OBJECTIVE: Without the images, output each record below as it stands.
==== INPUT FOR THIS TASK ====
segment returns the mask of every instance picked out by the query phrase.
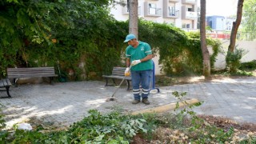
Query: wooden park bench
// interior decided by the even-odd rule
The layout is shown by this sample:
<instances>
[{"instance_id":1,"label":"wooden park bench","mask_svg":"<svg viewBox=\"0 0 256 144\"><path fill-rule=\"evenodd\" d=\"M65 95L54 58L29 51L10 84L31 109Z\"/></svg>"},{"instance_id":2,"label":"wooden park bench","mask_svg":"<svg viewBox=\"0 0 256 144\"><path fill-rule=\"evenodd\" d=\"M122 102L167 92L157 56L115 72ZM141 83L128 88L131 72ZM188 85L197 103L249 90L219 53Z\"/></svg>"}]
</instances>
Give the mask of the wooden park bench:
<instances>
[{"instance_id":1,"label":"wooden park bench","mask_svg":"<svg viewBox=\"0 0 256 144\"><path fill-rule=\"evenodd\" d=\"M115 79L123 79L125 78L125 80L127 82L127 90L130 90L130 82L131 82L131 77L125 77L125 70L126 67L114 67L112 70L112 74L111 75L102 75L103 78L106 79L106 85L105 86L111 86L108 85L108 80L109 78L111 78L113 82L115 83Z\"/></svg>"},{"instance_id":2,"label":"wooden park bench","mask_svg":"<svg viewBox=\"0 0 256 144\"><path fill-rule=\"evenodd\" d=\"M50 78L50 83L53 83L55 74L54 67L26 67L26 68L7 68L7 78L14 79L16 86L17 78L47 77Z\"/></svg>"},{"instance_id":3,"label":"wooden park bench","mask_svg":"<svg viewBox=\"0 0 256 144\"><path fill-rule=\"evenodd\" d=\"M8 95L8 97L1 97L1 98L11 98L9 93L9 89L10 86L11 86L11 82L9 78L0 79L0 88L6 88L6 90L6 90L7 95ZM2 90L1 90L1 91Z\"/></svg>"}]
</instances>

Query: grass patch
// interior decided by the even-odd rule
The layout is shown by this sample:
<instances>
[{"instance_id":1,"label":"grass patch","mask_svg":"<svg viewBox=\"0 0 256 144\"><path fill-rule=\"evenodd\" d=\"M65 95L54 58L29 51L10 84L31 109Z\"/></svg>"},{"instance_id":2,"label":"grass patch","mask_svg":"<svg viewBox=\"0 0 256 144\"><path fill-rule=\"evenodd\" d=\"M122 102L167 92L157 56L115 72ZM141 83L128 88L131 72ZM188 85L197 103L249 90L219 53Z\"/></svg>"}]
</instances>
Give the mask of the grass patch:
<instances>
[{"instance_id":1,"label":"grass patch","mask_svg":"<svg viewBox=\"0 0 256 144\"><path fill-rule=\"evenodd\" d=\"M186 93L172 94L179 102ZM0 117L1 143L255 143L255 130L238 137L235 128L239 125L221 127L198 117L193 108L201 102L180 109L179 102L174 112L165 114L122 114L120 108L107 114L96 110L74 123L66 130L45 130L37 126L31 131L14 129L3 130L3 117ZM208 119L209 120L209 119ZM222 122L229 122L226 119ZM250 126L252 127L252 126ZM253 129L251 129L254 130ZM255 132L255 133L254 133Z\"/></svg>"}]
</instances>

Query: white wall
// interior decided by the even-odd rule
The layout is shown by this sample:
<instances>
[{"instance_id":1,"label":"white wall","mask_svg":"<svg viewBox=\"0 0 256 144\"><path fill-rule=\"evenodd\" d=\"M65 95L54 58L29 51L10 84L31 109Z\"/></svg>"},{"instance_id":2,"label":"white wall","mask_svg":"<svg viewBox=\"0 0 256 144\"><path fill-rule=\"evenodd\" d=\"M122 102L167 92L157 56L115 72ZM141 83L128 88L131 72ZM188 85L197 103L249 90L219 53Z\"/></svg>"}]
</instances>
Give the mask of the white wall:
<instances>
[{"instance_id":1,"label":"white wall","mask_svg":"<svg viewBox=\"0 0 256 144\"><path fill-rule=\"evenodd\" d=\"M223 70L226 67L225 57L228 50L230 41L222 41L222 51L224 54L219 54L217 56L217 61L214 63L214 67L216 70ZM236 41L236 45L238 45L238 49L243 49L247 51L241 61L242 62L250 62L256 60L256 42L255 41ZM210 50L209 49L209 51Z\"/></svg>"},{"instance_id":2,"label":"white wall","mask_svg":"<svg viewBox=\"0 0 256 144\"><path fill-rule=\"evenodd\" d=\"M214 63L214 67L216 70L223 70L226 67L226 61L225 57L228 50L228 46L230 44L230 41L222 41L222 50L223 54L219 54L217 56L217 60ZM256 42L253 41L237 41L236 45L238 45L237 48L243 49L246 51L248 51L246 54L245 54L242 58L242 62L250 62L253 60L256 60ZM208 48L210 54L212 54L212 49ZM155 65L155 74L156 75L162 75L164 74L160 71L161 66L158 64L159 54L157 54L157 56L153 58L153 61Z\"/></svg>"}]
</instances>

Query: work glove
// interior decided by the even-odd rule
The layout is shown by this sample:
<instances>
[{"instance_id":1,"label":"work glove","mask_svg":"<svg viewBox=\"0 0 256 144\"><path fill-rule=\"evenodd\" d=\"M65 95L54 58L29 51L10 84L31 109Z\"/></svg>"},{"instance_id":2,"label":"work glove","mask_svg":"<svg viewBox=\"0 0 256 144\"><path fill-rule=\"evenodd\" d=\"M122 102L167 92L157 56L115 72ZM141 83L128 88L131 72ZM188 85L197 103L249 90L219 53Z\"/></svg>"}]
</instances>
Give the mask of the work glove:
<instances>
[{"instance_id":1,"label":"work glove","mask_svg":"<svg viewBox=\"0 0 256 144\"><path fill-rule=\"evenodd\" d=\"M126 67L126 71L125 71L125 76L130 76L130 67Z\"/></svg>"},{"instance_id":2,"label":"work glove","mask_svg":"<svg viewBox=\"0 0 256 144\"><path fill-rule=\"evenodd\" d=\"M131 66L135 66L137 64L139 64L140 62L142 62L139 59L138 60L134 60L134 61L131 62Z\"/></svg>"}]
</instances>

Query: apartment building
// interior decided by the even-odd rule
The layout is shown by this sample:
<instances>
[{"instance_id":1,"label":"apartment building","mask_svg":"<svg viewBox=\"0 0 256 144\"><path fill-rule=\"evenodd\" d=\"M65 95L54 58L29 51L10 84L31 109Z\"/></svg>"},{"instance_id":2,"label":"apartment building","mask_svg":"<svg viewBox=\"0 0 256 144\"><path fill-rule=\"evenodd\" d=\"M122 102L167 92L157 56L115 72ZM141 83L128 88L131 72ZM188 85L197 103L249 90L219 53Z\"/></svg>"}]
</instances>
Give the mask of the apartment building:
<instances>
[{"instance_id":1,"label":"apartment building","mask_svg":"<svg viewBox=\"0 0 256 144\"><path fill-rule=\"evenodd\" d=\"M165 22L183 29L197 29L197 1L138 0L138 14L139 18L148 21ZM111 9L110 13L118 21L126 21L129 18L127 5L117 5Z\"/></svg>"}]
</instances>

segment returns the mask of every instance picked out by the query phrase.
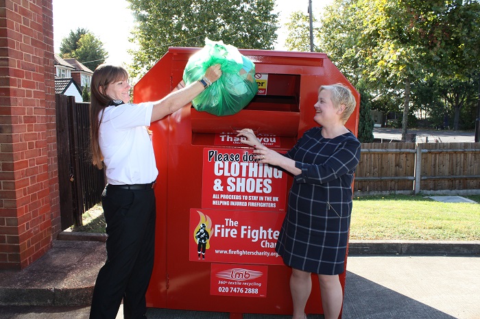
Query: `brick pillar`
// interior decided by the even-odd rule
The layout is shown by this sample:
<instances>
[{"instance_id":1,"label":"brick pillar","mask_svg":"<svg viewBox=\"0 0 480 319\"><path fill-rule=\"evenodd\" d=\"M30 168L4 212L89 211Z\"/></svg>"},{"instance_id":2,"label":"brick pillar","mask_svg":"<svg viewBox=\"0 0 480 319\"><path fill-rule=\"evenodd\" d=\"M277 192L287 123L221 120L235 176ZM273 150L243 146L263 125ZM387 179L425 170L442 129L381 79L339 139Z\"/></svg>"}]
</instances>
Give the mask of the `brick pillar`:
====
FINAL RESULT:
segment returns the mask of every instance picked out by the query phrase.
Query: wooden park bench
// interior decided by the even-odd rule
The layout is shown by this sample:
<instances>
[{"instance_id":1,"label":"wooden park bench","mask_svg":"<svg viewBox=\"0 0 256 144\"><path fill-rule=\"evenodd\" d=\"M65 95L54 58L29 51L10 84L31 109Z\"/></svg>"},{"instance_id":2,"label":"wooden park bench","mask_svg":"<svg viewBox=\"0 0 256 144\"><path fill-rule=\"evenodd\" d=\"M122 102L167 92L157 56L115 72ZM141 83L128 88L131 72ZM188 85L197 103L249 90L219 53Z\"/></svg>"}]
</instances>
Give the mask of the wooden park bench:
<instances>
[{"instance_id":1,"label":"wooden park bench","mask_svg":"<svg viewBox=\"0 0 256 144\"><path fill-rule=\"evenodd\" d=\"M115 79L123 79L125 78L125 80L127 82L127 90L130 90L130 82L131 82L131 77L125 77L125 70L126 67L114 67L112 70L112 74L111 75L102 75L103 78L106 79L106 85L105 86L111 86L108 85L108 80L109 78L111 78L113 82L115 83Z\"/></svg>"},{"instance_id":2,"label":"wooden park bench","mask_svg":"<svg viewBox=\"0 0 256 144\"><path fill-rule=\"evenodd\" d=\"M50 78L50 83L53 83L55 74L54 67L26 67L26 68L7 68L7 78L14 79L16 86L17 78L47 77Z\"/></svg>"},{"instance_id":3,"label":"wooden park bench","mask_svg":"<svg viewBox=\"0 0 256 144\"><path fill-rule=\"evenodd\" d=\"M8 95L8 97L1 97L1 98L11 98L9 93L9 89L10 86L11 86L11 82L9 78L0 79L0 88L6 88L6 90L6 90L7 95ZM2 90L1 90L1 91Z\"/></svg>"}]
</instances>

Query: grass patch
// interior decided by the even-odd rule
The layout is shown by this sample:
<instances>
[{"instance_id":1,"label":"grass patch","mask_svg":"<svg viewBox=\"0 0 256 144\"><path fill-rule=\"evenodd\" d=\"M65 95L54 58L29 51L10 84L31 109Z\"/></svg>"},{"instance_id":2,"label":"grass patch","mask_svg":"<svg viewBox=\"0 0 256 144\"><path fill-rule=\"evenodd\" d=\"M122 102L167 92L157 56L115 72ZM141 83L128 88L131 72ZM188 85L197 103L249 90L219 53Z\"/></svg>"}]
</instances>
Give the mask of the grass patch:
<instances>
[{"instance_id":1,"label":"grass patch","mask_svg":"<svg viewBox=\"0 0 256 144\"><path fill-rule=\"evenodd\" d=\"M186 93L172 94L179 102ZM0 117L1 143L255 143L255 130L238 137L235 128L239 125L221 127L198 117L193 108L201 102L180 109L179 102L174 112L165 114L122 114L120 108L107 114L96 110L74 123L66 130L45 130L37 126L31 131L14 129L3 130L3 117ZM208 119L209 120L209 119ZM222 122L229 122L226 119ZM250 126L252 127L252 126ZM253 129L251 129L254 130ZM255 132L255 133L254 133Z\"/></svg>"}]
</instances>

Query: white wall
// interior decided by the even-odd rule
The layout is shown by this sample:
<instances>
[{"instance_id":1,"label":"white wall","mask_svg":"<svg viewBox=\"0 0 256 144\"><path fill-rule=\"evenodd\" d=\"M65 95L54 58L29 51L10 84L31 109Z\"/></svg>"},{"instance_id":2,"label":"white wall","mask_svg":"<svg viewBox=\"0 0 256 144\"><path fill-rule=\"evenodd\" d=\"M122 102L167 92L157 56L115 72ZM141 83L128 88L131 72ZM188 85L197 103L249 90L219 53Z\"/></svg>"}]
</instances>
Give the mask of the white wall:
<instances>
[{"instance_id":1,"label":"white wall","mask_svg":"<svg viewBox=\"0 0 256 144\"><path fill-rule=\"evenodd\" d=\"M223 70L226 67L225 57L228 50L230 41L222 41L222 51L224 54L219 54L217 56L217 61L214 63L214 67L216 70ZM236 41L236 45L238 45L238 49L243 49L247 51L241 61L242 62L250 62L256 60L256 42L255 41ZM210 50L209 49L209 51Z\"/></svg>"},{"instance_id":2,"label":"white wall","mask_svg":"<svg viewBox=\"0 0 256 144\"><path fill-rule=\"evenodd\" d=\"M214 63L214 67L216 70L223 70L226 67L226 61L225 57L228 50L228 46L230 44L230 41L222 41L222 50L223 54L219 54L217 56L217 60ZM256 42L253 41L237 41L236 45L238 45L237 48L243 49L246 51L248 51L246 54L245 54L242 58L242 62L250 62L253 60L256 60ZM208 48L210 54L212 54L212 49ZM155 65L155 74L156 75L162 75L164 74L160 71L161 66L158 64L159 54L157 54L157 56L153 58L153 61Z\"/></svg>"}]
</instances>

Query: work glove
// interior decided by the even-odd rule
The layout is shown by this sample:
<instances>
[{"instance_id":1,"label":"work glove","mask_svg":"<svg viewBox=\"0 0 256 144\"><path fill-rule=\"evenodd\" d=\"M65 95L54 58L29 51L10 84L31 109Z\"/></svg>"},{"instance_id":2,"label":"work glove","mask_svg":"<svg viewBox=\"0 0 256 144\"><path fill-rule=\"evenodd\" d=\"M122 102L167 92L157 56L115 72ZM141 83L128 88L131 72ZM188 85L197 103L249 90L219 53Z\"/></svg>"}]
</instances>
Give the mask of the work glove:
<instances>
[{"instance_id":1,"label":"work glove","mask_svg":"<svg viewBox=\"0 0 256 144\"><path fill-rule=\"evenodd\" d=\"M126 67L126 71L125 71L125 76L130 76L130 67Z\"/></svg>"},{"instance_id":2,"label":"work glove","mask_svg":"<svg viewBox=\"0 0 256 144\"><path fill-rule=\"evenodd\" d=\"M131 66L135 66L137 64L139 64L140 62L142 62L139 59L138 60L134 60L134 61L131 62Z\"/></svg>"}]
</instances>

Query: apartment building
// interior decided by the even-odd rule
The layout is shown by this sample:
<instances>
[{"instance_id":1,"label":"apartment building","mask_svg":"<svg viewBox=\"0 0 256 144\"><path fill-rule=\"evenodd\" d=\"M65 95L54 58L29 51L10 84L31 109Z\"/></svg>"},{"instance_id":2,"label":"apartment building","mask_svg":"<svg viewBox=\"0 0 256 144\"><path fill-rule=\"evenodd\" d=\"M122 102L167 92L157 56L115 72ZM141 83L128 88L131 72ZM188 85L197 103L249 90L219 53Z\"/></svg>"}]
</instances>
Give the mask of the apartment building:
<instances>
[{"instance_id":1,"label":"apartment building","mask_svg":"<svg viewBox=\"0 0 256 144\"><path fill-rule=\"evenodd\" d=\"M165 22L183 29L197 29L197 1L138 0L138 14L139 18L148 21ZM111 9L110 13L118 21L126 21L129 18L127 5L117 5Z\"/></svg>"}]
</instances>

segment returns the mask of every instance picked out by the query phrase.
Query: `brick pillar`
// interior decided by the even-odd rule
The layout is shown by this sample:
<instances>
[{"instance_id":1,"label":"brick pillar","mask_svg":"<svg viewBox=\"0 0 480 319\"><path fill-rule=\"evenodd\" d=\"M30 168L4 212L89 211Z\"/></svg>"},{"instance_id":2,"label":"brick pillar","mask_svg":"<svg viewBox=\"0 0 480 319\"><path fill-rule=\"evenodd\" d=\"M277 192L287 123L221 120L235 176ZM273 150L243 146L263 125ZM387 179L425 170L442 129L381 79L339 139Z\"/></svg>"}]
</instances>
Give the mask of the `brick pillar`:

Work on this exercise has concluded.